[Opening DATA LISTING section]

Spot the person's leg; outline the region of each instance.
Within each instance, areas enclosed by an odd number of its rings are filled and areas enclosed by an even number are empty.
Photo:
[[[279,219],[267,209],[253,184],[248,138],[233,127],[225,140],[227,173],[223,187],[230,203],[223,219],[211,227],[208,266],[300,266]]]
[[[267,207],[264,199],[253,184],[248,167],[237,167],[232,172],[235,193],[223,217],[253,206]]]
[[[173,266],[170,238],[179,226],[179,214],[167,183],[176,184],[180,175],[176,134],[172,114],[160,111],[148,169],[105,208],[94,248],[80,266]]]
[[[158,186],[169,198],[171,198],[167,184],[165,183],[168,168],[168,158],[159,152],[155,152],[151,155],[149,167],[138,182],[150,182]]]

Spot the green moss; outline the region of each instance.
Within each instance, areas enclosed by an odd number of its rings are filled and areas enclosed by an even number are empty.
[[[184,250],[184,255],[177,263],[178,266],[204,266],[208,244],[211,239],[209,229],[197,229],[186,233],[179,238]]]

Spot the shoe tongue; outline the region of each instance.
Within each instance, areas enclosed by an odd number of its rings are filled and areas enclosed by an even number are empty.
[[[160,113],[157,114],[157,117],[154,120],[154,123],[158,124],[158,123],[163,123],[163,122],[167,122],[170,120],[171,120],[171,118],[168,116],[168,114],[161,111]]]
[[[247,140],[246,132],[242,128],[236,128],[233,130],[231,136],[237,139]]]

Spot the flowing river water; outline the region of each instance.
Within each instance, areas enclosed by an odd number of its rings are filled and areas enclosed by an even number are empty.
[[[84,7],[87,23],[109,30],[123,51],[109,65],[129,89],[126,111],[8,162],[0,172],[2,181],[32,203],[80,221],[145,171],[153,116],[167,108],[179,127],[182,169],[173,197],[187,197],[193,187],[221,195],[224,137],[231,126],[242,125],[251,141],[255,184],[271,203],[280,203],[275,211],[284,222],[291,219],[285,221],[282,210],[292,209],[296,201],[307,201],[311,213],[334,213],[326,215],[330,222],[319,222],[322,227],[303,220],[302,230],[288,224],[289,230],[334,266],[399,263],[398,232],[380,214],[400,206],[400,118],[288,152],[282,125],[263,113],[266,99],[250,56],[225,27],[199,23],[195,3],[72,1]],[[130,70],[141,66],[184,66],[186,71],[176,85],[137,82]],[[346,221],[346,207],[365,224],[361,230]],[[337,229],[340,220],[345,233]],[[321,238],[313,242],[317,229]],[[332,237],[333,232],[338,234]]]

[Closing DATA LISTING section]

_WORK TO BE COMPLETED_
Check every line of the entries above, and copy those that carry the string "outline".

_ANSWER TO THIS TASK_
Spot the person's leg; outline the region of each instance.
Spot the green moss; outline the region of each instance.
Spot the shoe tongue; outline the region of each instance.
Spot the flowing river water; outline the region of each instance.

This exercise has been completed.